→ EXERCISE DIRECTIONS:
Please format the stretch of the records from the line containing "Return the mask of every instance of the tall" through the end of the records as a JSON list of strings, with one string per line and blank lines left out.

→ INPUT FOR THIS TASK:
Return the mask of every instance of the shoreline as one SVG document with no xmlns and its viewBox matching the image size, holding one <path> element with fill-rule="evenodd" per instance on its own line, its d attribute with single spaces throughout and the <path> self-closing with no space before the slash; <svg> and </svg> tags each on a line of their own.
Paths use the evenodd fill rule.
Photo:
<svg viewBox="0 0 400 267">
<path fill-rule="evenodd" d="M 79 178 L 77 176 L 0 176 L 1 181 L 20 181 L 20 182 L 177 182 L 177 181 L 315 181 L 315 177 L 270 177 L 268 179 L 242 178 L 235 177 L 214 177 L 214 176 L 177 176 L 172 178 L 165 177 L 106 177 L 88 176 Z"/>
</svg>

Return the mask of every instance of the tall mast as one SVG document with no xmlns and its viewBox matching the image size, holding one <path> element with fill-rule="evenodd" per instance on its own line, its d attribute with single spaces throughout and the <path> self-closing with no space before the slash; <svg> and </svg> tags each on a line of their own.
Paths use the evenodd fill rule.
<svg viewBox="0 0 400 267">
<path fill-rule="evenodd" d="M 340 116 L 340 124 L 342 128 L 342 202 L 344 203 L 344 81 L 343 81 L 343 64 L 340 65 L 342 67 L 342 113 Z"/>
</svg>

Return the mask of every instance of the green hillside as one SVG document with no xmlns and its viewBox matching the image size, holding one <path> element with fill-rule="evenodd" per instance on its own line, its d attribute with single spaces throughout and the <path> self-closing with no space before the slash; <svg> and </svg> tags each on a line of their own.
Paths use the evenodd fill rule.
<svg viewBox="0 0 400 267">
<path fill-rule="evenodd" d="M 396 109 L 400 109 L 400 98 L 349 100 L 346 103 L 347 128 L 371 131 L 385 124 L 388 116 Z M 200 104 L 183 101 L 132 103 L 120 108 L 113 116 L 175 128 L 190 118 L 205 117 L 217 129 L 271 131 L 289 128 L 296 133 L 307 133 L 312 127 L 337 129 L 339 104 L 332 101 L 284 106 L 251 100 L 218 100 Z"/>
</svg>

→ OUTPUT OF THE EXERCISE:
[
  "Return the mask of every instance of the tall mast as one SVG document with no xmlns and its viewBox matching the image size, holding one <path> element with fill-rule=\"evenodd\" per instance on its own line, its d attribute with single spaces throughout and the <path> self-closing with no space before the slash; <svg> and </svg> tags each on a line of their own.",
  "Paths use the evenodd fill rule.",
  "<svg viewBox=\"0 0 400 267\">",
  "<path fill-rule=\"evenodd\" d=\"M 340 116 L 340 124 L 342 128 L 342 202 L 344 203 L 344 81 L 343 81 L 343 64 L 340 65 L 342 67 L 342 113 Z\"/>",
  "</svg>",
  "Return the mask of every instance of the green hillside as one SVG document with no xmlns and its viewBox matching the image size, holding one <path> element with fill-rule=\"evenodd\" per instance on its own line, its d attribute with single spaces throughout and the <path> self-closing with no space before the slash; <svg> and </svg> tags each on a line of their own.",
  "Paths use the evenodd fill rule.",
  "<svg viewBox=\"0 0 400 267\">",
  "<path fill-rule=\"evenodd\" d=\"M 396 109 L 400 109 L 400 98 L 349 100 L 346 103 L 347 128 L 371 131 L 385 124 L 388 116 Z M 200 104 L 183 101 L 132 103 L 120 108 L 113 116 L 175 128 L 190 118 L 205 117 L 217 129 L 271 131 L 289 128 L 296 133 L 307 133 L 312 127 L 337 129 L 339 104 L 332 101 L 284 106 L 251 100 L 218 100 Z\"/>",
  "</svg>"
]